─── SUPPLIED DATA

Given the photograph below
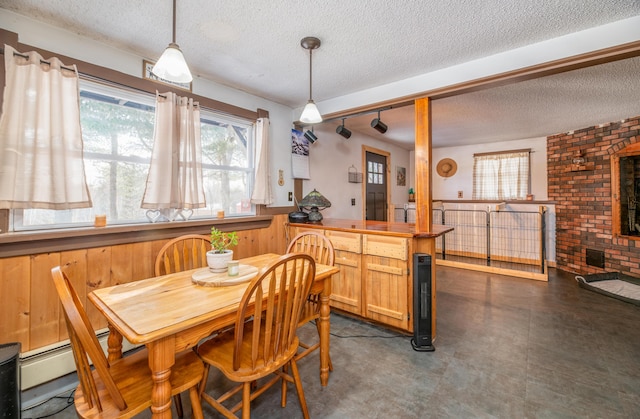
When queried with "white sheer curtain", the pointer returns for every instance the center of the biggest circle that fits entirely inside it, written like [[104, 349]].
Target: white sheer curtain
[[175, 175], [501, 176], [262, 193], [41, 150]]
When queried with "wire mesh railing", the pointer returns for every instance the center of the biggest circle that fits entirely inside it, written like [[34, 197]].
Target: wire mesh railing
[[499, 238]]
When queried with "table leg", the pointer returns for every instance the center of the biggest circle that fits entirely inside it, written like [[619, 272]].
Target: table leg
[[161, 359], [114, 341], [325, 312]]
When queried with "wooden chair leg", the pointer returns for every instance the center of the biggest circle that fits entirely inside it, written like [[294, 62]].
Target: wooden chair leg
[[178, 402], [283, 391], [318, 328], [246, 400], [196, 405], [298, 382], [203, 383]]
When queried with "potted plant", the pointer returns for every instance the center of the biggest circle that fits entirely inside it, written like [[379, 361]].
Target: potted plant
[[220, 254]]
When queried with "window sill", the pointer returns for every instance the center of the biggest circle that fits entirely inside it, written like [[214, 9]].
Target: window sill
[[44, 241]]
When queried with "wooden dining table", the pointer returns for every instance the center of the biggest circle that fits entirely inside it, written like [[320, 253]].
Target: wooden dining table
[[170, 313]]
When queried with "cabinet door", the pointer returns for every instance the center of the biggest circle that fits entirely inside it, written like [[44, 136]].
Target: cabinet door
[[346, 287], [386, 280]]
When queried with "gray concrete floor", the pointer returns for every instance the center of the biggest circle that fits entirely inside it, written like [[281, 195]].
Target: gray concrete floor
[[505, 348]]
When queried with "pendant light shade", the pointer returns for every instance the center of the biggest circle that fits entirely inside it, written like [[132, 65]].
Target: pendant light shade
[[378, 125], [310, 113], [172, 66], [343, 131]]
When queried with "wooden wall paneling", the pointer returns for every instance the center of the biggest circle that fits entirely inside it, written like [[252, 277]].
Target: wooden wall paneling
[[74, 265], [45, 303], [144, 257], [98, 276], [15, 302], [122, 260]]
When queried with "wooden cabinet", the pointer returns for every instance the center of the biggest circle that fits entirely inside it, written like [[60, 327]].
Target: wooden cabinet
[[376, 272], [346, 287], [374, 276], [386, 280]]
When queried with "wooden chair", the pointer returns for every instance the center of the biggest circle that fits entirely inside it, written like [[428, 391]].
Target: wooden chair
[[183, 253], [321, 249], [123, 388], [266, 343]]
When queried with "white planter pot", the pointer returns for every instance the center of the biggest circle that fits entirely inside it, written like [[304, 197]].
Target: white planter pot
[[218, 261]]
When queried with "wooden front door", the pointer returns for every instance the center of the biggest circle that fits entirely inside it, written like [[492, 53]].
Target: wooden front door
[[376, 186]]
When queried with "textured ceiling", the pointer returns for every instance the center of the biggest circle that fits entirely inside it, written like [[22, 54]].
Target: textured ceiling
[[255, 47]]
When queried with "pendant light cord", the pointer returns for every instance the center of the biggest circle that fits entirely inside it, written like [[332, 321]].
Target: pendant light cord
[[310, 73], [174, 21]]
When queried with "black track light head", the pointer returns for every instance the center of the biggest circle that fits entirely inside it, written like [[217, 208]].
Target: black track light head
[[379, 126], [310, 136], [343, 131]]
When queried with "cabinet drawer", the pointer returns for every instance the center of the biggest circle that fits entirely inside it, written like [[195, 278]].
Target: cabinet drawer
[[391, 247], [350, 242]]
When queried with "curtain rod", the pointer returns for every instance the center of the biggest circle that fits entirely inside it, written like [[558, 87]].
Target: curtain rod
[[522, 150], [17, 54]]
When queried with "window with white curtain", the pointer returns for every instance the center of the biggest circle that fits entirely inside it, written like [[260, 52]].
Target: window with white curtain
[[501, 176], [117, 131]]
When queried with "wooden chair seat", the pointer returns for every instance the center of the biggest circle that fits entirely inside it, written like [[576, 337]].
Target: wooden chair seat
[[123, 388], [265, 344], [183, 253], [133, 378]]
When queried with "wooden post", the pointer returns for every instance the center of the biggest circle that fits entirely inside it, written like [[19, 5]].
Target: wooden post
[[423, 140]]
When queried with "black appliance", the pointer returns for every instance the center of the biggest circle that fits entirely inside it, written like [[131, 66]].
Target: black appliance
[[10, 380], [422, 305]]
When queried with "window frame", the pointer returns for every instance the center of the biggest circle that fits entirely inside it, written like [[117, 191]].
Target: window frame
[[31, 242], [498, 154]]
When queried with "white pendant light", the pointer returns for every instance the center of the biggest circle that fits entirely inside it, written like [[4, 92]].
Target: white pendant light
[[310, 113], [172, 66]]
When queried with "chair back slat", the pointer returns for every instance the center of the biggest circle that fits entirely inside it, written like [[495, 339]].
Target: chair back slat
[[183, 253], [315, 244], [274, 298], [84, 344]]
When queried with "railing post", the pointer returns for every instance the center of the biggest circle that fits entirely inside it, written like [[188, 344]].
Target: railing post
[[488, 223], [543, 241]]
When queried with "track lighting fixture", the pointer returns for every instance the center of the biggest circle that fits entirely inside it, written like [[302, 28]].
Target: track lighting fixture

──────

## PROMPT
Each record should be printed exactly as it appears, leaving the pictures out.

## FINISHED EXERCISE
Given the photograph below
When queried with "white sheer curtain", the pointer returns for every instance the center of the biggest circle that fits entirely inside it, written like [[104, 349]].
Target: white sheer curtain
[[175, 175], [501, 176], [262, 193], [41, 150]]
When queried with "wire mesh railing", the pointer returns for every instance the center of the biggest circle that fits entirely inside it, written like [[34, 197]].
Target: wire mesh railing
[[499, 238]]
When queried with "table leg", the pointer returns for every instance the center of the biggest circle that fits entirely inside it, written like [[619, 272]].
Target: table leg
[[161, 359], [114, 341], [325, 312]]
When queried with "wooden chair leg", the pointer returns for every instance the center of the biggest circle that fits entirely inside it, written like [[294, 62]].
Target: wooden chair leg
[[178, 402], [283, 391], [318, 328], [246, 400], [196, 405], [298, 382], [203, 383]]
When queried with "potted plant", the pointer returns for every instance the center of the biggest circle that fits entirely inside it, written like [[379, 361]].
Target: potted plant
[[220, 254]]
When queried with "window sill", the pointer returns for every instance the center of the biggest circle that fits entirely inside it, written like [[214, 9]].
Target: window sill
[[44, 241]]
When queried with "wooden dining table", the pointer returns for every instance the center of the biggest circle that fits entirely inside it, written like [[320, 253]].
Target: wooden dining table
[[170, 313]]
When queried with "cabinet door", the pointer returns for every instance the center of the biggest circle that fits entirely inside it, written like [[44, 136]].
Target: cabinet door
[[346, 287], [386, 280]]
When queried with "gray concrete floor", the pointer returns for every instance the center of the biggest circle that fits entirely inside it, written like [[281, 195]].
Target: gray concrete floor
[[505, 348]]
When queried with "pendant light shade", the pointer returns for every instance the center of the biggest circle that fits entirely inside it, written like [[132, 65]].
Target: pendant light shade
[[378, 125], [310, 113], [172, 66], [343, 131]]
When queried with "wooden wall paneling", the pointer returns for every instance the center of the biggest circle that fits entirely inside it, written like [[252, 277]].
Target: wooden wall paneling
[[74, 265], [45, 303], [144, 257], [98, 276], [15, 302], [122, 260]]
When queried with "wooden cabinet", the pointer returns for every instance the center of the biggest circle that fits entirely inside it, written like [[60, 327]].
Target: wooden cabinet
[[376, 272], [346, 287], [374, 276], [386, 280]]
When queried with "wooden chair", the pointer returns for every instance the center of the biggest circle that fits entirely inside it, written like [[428, 391]].
Target: wooden chair
[[183, 253], [321, 249], [123, 388], [266, 343]]
When queried with "white planter pot", the pointer returns for every instance the center of the biggest circle that fits entirely inside it, written like [[304, 197]].
Target: white planter pot
[[218, 261]]
When queried with "wooden front door", the pointer returns for every instance the center of the biggest circle that fits entirely inside it, written like [[492, 53]].
Target: wooden front door
[[376, 186]]
When queried with "textured ceiling", the pointer returns for every instance the center of the biggest circle that fits entirely inside it, written like [[22, 54]].
Target: textured ceiling
[[255, 47]]
When queried with "pendant light cord", the pointer returns for every instance the center of the biggest circle that fits entirely inside it, written like [[332, 321]].
Target: pendant light cord
[[310, 73], [174, 21]]
When queried with "black track light head", the pointer returns for every instance the center of the biggest circle that fits entirely inside it, written like [[217, 208]].
Target: black track light head
[[379, 126], [310, 136], [343, 131]]
When queried with "cabinet drawer", the pointer returns for every instance the center of the biggest circle that fits entirely inside it, written like [[195, 278]].
Target: cabinet drawer
[[391, 247], [350, 242]]
When queried with "curtain rod", the pointer returns for every instance the center of the biggest circle that fits entirely inside it, written like [[558, 87]].
Target: curtain rod
[[522, 150], [17, 54]]
When queried with "window with white curtain", the pointer returns for every instance the center of the biggest circle that fits entirely inside it, written like [[260, 52]].
Target: window with white curtain
[[501, 176], [117, 131]]
When queried with "wooden chair seat", the pointer returns for every instance the center of the biggest circle that fits entirely inside it, written like [[576, 337]].
Target: wooden chair seat
[[123, 388], [265, 344], [183, 253], [133, 378]]
When queried with "wooden post", the pointer returns for every instance the center of the biggest circle that fits entirely inside it, written like [[19, 5]].
Target: wooden post
[[423, 140]]
When queried with "black appliance", the pointer returns for every instance the center of the biggest circle that fits entirely inside it, written like [[131, 66]].
Target: black appliance
[[10, 380], [422, 305]]
When queried with "window frame", the pointer returns for every instance the center of the biggest circle that fits entirely inside it, written like [[117, 191]].
Target: window frame
[[31, 242], [498, 154]]
When queried with "white pendant light", the pointer returns for every instance the center of the biggest circle that fits entirely inside it, written like [[4, 92]].
Target: white pendant light
[[310, 113], [172, 66]]
When queried with "chair back slat", the pointer returns for every instance the center of the biggest circle that fits entirely inside it, written like [[495, 339]].
Target: chair back slat
[[183, 253], [315, 244], [274, 298], [84, 344]]
When queried with "railing post", the pointer returns for every instance the center of the biggest circle that fits entirely inside it, written like [[188, 344]].
Target: railing post
[[488, 223], [543, 241]]
When queried with "track lighting fixture", the pointer returns for every instance the center of the biggest circle that fits entirely inside it, written like [[302, 28]].
Target: track lighting fixture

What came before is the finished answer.